Task item → The whole listing must be returned exactly, with no line missing.

Data →
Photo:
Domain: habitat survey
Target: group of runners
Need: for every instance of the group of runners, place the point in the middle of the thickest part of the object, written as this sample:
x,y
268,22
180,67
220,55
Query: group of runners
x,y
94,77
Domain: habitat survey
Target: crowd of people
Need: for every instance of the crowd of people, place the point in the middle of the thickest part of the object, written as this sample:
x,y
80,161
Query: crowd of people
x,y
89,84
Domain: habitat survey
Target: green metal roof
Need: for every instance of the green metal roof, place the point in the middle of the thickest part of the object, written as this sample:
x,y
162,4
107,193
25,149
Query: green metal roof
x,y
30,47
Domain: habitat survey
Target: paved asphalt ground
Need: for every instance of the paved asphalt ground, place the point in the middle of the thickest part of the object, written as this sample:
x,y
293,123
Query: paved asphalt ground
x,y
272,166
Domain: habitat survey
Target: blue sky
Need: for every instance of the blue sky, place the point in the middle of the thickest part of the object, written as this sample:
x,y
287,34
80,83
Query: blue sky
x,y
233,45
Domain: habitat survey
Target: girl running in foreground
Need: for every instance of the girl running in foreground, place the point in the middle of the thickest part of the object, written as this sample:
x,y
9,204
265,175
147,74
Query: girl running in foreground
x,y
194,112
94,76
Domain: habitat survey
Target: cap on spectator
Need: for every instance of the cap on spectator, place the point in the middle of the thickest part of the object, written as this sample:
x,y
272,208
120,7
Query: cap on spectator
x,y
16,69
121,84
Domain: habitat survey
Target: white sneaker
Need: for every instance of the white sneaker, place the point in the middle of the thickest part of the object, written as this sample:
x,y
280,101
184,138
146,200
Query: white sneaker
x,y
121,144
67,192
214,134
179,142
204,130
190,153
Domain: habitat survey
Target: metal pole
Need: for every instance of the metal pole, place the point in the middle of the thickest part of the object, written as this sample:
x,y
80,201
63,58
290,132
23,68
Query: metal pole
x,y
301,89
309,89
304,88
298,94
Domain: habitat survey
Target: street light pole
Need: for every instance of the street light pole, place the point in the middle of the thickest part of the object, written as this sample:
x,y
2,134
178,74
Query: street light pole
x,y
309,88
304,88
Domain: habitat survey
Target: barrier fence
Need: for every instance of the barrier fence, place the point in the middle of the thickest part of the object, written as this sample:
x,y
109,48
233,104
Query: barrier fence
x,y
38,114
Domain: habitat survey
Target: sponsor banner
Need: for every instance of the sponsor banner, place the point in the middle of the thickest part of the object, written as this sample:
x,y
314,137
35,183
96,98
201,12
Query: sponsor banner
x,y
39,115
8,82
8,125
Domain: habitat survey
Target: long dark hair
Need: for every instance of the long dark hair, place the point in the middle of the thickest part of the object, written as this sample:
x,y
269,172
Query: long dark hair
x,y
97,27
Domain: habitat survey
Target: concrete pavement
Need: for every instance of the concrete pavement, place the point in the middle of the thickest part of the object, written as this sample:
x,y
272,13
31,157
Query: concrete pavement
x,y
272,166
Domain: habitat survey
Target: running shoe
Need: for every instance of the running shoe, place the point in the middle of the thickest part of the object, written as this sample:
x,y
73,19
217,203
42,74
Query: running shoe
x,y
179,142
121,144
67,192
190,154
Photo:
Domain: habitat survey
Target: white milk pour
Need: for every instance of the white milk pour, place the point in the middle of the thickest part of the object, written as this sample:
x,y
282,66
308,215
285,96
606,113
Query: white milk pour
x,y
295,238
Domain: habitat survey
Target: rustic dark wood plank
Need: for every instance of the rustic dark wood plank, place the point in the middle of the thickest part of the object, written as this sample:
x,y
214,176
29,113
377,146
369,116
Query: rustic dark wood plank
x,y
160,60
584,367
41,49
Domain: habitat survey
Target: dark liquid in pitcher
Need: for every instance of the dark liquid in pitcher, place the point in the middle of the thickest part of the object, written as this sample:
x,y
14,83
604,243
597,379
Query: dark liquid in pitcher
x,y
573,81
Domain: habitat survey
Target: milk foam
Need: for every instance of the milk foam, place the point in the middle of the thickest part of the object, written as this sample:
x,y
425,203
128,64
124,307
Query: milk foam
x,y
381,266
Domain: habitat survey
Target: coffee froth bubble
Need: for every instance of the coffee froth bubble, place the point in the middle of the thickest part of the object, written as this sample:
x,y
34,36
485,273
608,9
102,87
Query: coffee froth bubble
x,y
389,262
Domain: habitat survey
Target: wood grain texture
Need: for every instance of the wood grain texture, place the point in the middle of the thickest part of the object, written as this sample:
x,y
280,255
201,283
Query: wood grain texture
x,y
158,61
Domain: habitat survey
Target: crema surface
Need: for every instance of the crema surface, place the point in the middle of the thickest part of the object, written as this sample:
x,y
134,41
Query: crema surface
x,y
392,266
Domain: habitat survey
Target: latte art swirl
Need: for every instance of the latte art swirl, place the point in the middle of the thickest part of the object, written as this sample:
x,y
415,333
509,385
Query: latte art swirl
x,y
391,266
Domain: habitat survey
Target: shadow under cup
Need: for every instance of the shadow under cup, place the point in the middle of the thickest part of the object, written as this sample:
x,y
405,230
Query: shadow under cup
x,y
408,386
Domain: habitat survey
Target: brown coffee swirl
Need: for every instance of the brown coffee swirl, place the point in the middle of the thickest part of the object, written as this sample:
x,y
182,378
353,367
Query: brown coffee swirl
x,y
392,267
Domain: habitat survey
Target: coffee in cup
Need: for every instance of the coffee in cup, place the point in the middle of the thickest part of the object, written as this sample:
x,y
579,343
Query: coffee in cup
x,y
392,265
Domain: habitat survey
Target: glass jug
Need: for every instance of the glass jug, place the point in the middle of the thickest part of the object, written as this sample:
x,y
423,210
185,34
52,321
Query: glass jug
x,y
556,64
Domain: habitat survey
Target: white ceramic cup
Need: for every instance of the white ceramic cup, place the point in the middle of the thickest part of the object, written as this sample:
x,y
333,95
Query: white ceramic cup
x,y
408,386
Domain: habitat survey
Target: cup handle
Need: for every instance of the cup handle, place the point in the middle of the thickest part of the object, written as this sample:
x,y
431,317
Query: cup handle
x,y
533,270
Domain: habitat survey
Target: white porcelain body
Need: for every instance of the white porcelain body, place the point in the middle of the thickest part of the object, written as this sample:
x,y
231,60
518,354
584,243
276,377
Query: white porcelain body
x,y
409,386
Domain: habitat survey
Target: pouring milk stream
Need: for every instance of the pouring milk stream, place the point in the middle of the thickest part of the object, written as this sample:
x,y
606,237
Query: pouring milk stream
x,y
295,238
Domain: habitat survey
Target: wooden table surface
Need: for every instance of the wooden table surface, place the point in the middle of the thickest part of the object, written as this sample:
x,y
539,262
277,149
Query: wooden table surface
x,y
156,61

Exercise answer →
Photo:
Domain: habitat survey
Target: group of runners
Need: for every instance of the group of runners, place the point in the middle of the thickest part of the object, written as this sample:
x,y
268,22
180,67
220,55
Query: group of runners
x,y
94,77
Domain: habitat survey
Target: crowd of people
Need: for every instance of the crowd of people, place the point in the middle of the thickest part of the object, written as this sample:
x,y
80,161
Query: crowd of people
x,y
89,84
Domain: habitat survey
Target: green metal roof
Need: for every instance of the green metal roof, place the point in the middle of the thickest part of the object, written as this sample:
x,y
162,4
107,193
25,149
Query: green metal roof
x,y
30,47
Domain: habitat survey
Target: paved asphalt ground
Need: for every instance of the paved asphalt ground, place the point in the middle of the thickest part of the object, written as this sample:
x,y
293,123
Query: paved asphalt ground
x,y
272,166
Domain: habitat survey
Target: blue sky
Need: for every instance of the blue sky, place the point in the middle of the thickest part of the object, written as this sample:
x,y
287,34
80,83
Query: blue sky
x,y
233,45
Domain: habitat survey
Target: girl running in foreground
Need: for every instance of the girl running in foreground, place the point in the middle of the thickest part of the object, written as this sample:
x,y
9,204
265,175
147,74
Query: girl running in foreground
x,y
194,112
94,76
Domain: habitat survey
Target: cap on spectator
Need: for every instance of the cap on spectator, place the point in the middle of the thickest part of the object, written as this sample:
x,y
272,208
120,7
Query: cap on spectator
x,y
16,69
121,84
Domain: habitat survey
Target: white sneaker
Need: for every instance of the white sneaker, place the point in the middle of the thickest part of the object, written as this sample:
x,y
280,101
184,138
146,200
Query: white sneaker
x,y
121,144
67,192
214,134
179,142
204,130
190,153
Domain: habitat survey
Target: metal pole
Need: for every instance of the metal pole, place the point in the middle of the thickest part of the object, written as this sample:
x,y
80,201
63,58
290,132
23,68
Query: metal pole
x,y
301,89
309,89
304,88
298,94
Domain: habitat survey
Target: street light pole
Need: for every instance of the street light pole, place the point in the middle of the thickest part of the object, written as this sample:
x,y
2,134
178,74
Query: street light pole
x,y
309,88
304,88
Domain: habitat survey
Target: barrier fence
Need: for every instance of the barrier fence, place the point in the middle of the thickest part of the object, written as this sample:
x,y
109,48
233,104
Query: barrier fence
x,y
38,114
Domain: habitat survey
Target: sponsor banner
Need: for every instance of the sponsor banner, place the point in the middle of the thickest part of the object, written as this sample:
x,y
314,137
35,183
96,98
201,12
Query: sponsor banner
x,y
39,115
8,82
8,125
Domain: habitat survey
Target: long dark hair
Need: for every instance of the long dark hair, place the point in the middle of the thickest part of the object, written as this sample:
x,y
269,172
Query: long dark hair
x,y
97,27
Domain: habitat survey
Target: concrete pavement
Need: for every instance of the concrete pavement, place the point in the middle of the thickest part of the object, written as this sample:
x,y
272,13
31,157
Query: concrete pavement
x,y
272,166
Domain: habitat survey
Target: running shoe
Need: for every instance of the running shoe, place the point in the middle of the thickest part of the object, written as this sample:
x,y
73,19
217,203
42,74
Query: running shoe
x,y
179,142
121,144
67,192
190,154
Photo:
Domain: habitat survey
Target: white milk pour
Need: for every instance of the white milk pour, place the point in the middle of the thickest part of the object, written as this sample:
x,y
282,66
308,215
285,96
606,113
Query: white milk pour
x,y
295,238
Domain: habitat survey
Target: rustic dark wood plank
Need: for every instance of the rustic dark wood plank, place the point in the middle of the thickest part of the object, written as this sample:
x,y
214,176
29,113
377,146
369,116
Query: rustic dark wood plank
x,y
160,60
584,367
41,49
Domain: habitat survey
Target: dark liquid in pitcher
Need: for every instance of the dark liquid in pitcher, place the point in the middle of the thickest part of the object, written as this sample:
x,y
14,83
604,243
597,379
Query: dark liquid in pitcher
x,y
573,81
Domain: habitat survey
Target: milk foam
Need: for every instance of the milk foam, place the point in the middle of the thickest part of the object, written as this sample:
x,y
425,203
128,64
124,307
Query: milk foam
x,y
381,266
Domain: habitat survey
Target: coffee froth bubble
Need: for every instance of the coffee froth bubble, place the point in the middle of the thickest part of the object, written as this sample:
x,y
34,36
485,273
608,9
102,87
Query: coffee froth bubble
x,y
389,262
Domain: habitat survey
Target: wood grain texture
Need: for every instance of the wood grain texture, place the point in the middle of the thickest part of the object, written as this sample:
x,y
280,255
201,283
Query: wood grain texture
x,y
158,61
Domain: habitat survey
Target: crema surface
Need: for every instance of the crema surface, place the point in the middle of the thickest part of the object, written as this sample:
x,y
134,41
Query: crema surface
x,y
392,266
Domain: habitat survey
Target: latte art swirl
Need: for every instance of the latte art swirl, place the point in the middle of the thickest part of the object, written as this sample:
x,y
415,333
509,385
Query: latte art swirl
x,y
391,266
Domain: habitat survey
Target: shadow under cup
Need: for every instance of the shadow under cup, place the point in the middle of the thickest part of the object, written as this sample:
x,y
405,230
Query: shadow under cup
x,y
408,386
Domain: habitat survey
Target: brown coffee swirl
Need: for every instance of the brown coffee swirl, place the point in the middle of the thickest part of the object, written as this sample:
x,y
182,378
353,367
Query: brown coffee swirl
x,y
392,267
Domain: habitat survey
Target: coffee in cup
Need: for every instance of the coffee in cup, place the point in the middle of the thickest part of the object, written as this sample:
x,y
579,343
Query: coffee in cup
x,y
392,265
Domain: habitat survey
Target: glass jug
Need: for every instance of the glass jug, place the point in the middle of the thickest part of the object, written as this sample:
x,y
423,210
185,34
52,321
Query: glass jug
x,y
556,64
Domain: habitat survey
Target: white ceramic cup
Need: for every instance of the white ceramic cup, place the point in the middle of the thickest part of the object, written as this sample:
x,y
333,95
Query: white ceramic cup
x,y
408,386
Domain: habitat survey
Target: cup handle
Need: for every instance of the cup handle, place the point in the middle of the thickest part of the object, written as this sample:
x,y
431,317
Query: cup handle
x,y
533,270
Domain: habitat survey
Target: white porcelain body
Need: for every instance of the white porcelain body, place the point in the middle of the thickest part of the object, written as this sample:
x,y
231,60
518,354
584,243
276,377
Query: white porcelain body
x,y
409,386
Domain: habitat survey
Target: pouring milk stream
Need: for every instance of the pouring milk stream, place the point in the middle of the thickest part of the object, written as this sample:
x,y
606,237
Query: pouring milk stream
x,y
295,238
Domain: habitat survey
Target: wooden table surface
Need: for every instance of the wooden table surface, place the point in the middle of the thickest part of the object, written as this sample:
x,y
539,262
277,149
Query: wooden table surface
x,y
156,61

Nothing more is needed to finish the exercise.